■ TEXT ZUM LESEN ■
"""

Herdecke. .

Nur noch stundenweise kann Jürgen Stolle die Wohnung und damit seine pflegebedürftige Frau verlassen. Deswegen versucht er, seine kleinen Freiräume daheim sinnvoll zu nutzen. Manchmal backt der 71-Jährige - sehr zur Freude seiner Enkelkinder. „Das kann ich gut“, versichert er und ergänzt: „Hat mir meine Mutter beigebracht.“ Letztens aber stand „Aufräumen“ auf seinem Tagesplan. Und dabei fielen dem Herdecker echte Schätzchen aus vergangener Zeit in die Hände.

"""

■ ZU ERLEDIGENDE AUFGABE ■
Gib den obigen Text über den Herdecker Jürgen Stolle vollständig und unverändert aus.

■ ANGEZEIGTE INFORMATIONEN ■
"""

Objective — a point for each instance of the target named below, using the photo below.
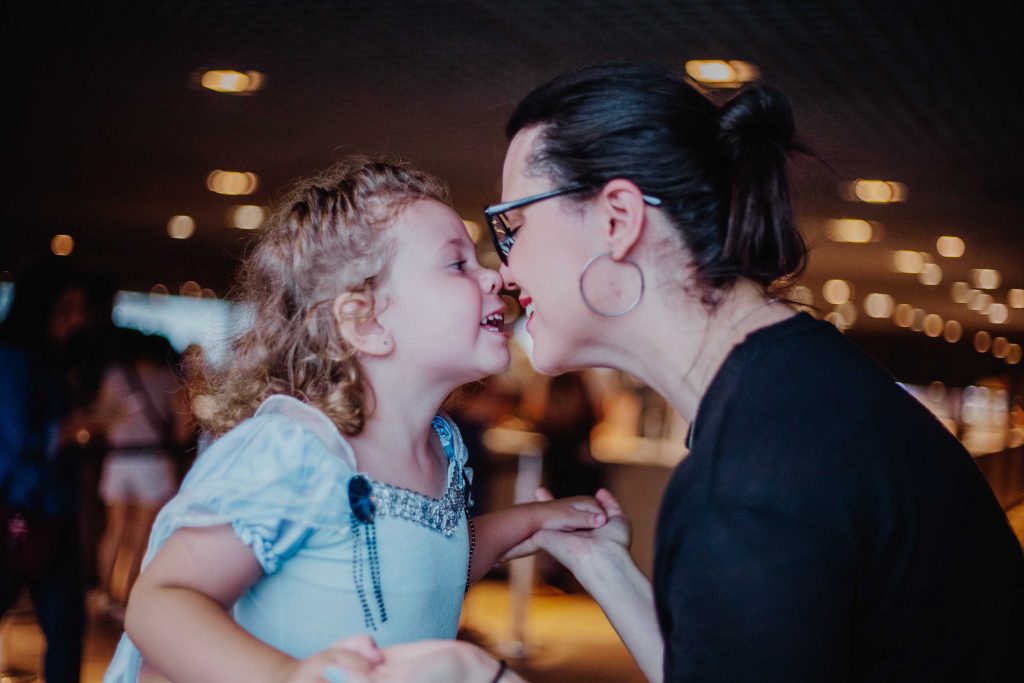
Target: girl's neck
(397, 443)
(678, 349)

"""

■ ANTWORT ZUR AUFGABE ■
Herdecke. .

Nur noch stundenweise kann Jürgen Stolle die Wohnung und damit seine pflegebedürftige Frau verlassen. Deswegen versucht er, seine kleinen Freiräume daheim sinnvoll zu nutzen. Manchmal backt der 71-Jährige - sehr zur Freude seiner Enkelkinder. „Das kann ich gut“, versichert er und ergänzt: „Hat mir meine Mutter beigebracht.“ Letztens aber stand „Aufräumen“ auf seinem Tagesplan. Und dabei fielen dem Herdecker echte Schätzchen aus vergangener Zeit in die Hände.